═════ Dataset content ═════

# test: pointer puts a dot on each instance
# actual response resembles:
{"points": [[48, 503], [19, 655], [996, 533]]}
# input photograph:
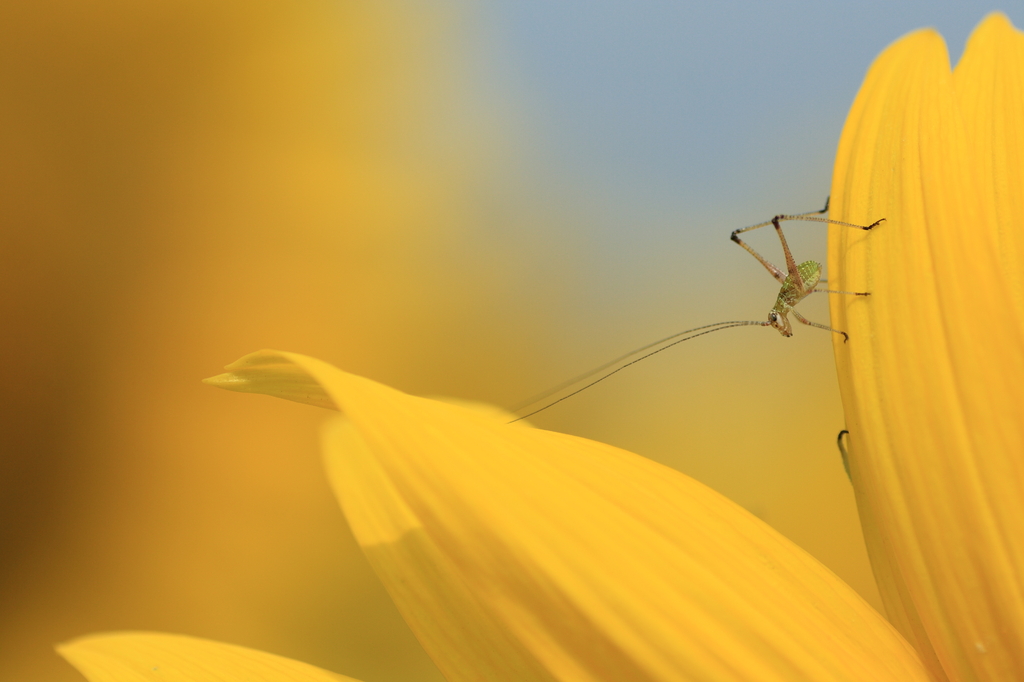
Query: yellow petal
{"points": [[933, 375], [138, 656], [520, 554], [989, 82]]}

═════
═════ Dataset content ═════

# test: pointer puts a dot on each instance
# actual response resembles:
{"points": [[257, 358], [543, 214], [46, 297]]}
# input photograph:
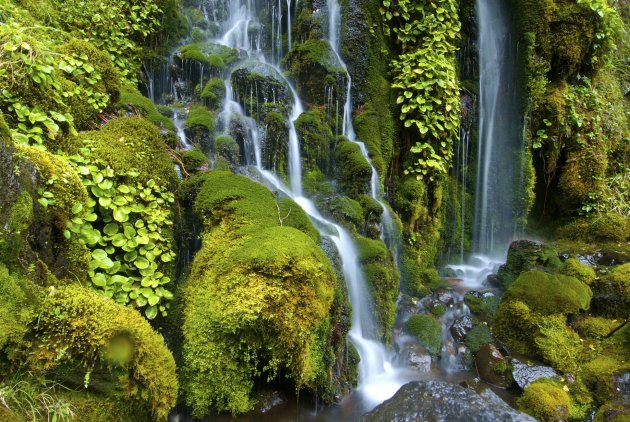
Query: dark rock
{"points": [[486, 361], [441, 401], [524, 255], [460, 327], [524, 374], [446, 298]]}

═════

Written instruction -
Filter the items above down to the lines that contain the string "points", and copy each matching line. The match is case-sensitive.

Answer in full -
{"points": [[48, 503], [19, 655], [996, 533]]}
{"points": [[933, 375], [138, 656], [520, 554], [989, 82]]}
{"points": [[257, 358], [543, 214], [46, 297]]}
{"points": [[486, 361], [441, 401], [524, 255], [460, 327], [524, 374], [446, 298]]}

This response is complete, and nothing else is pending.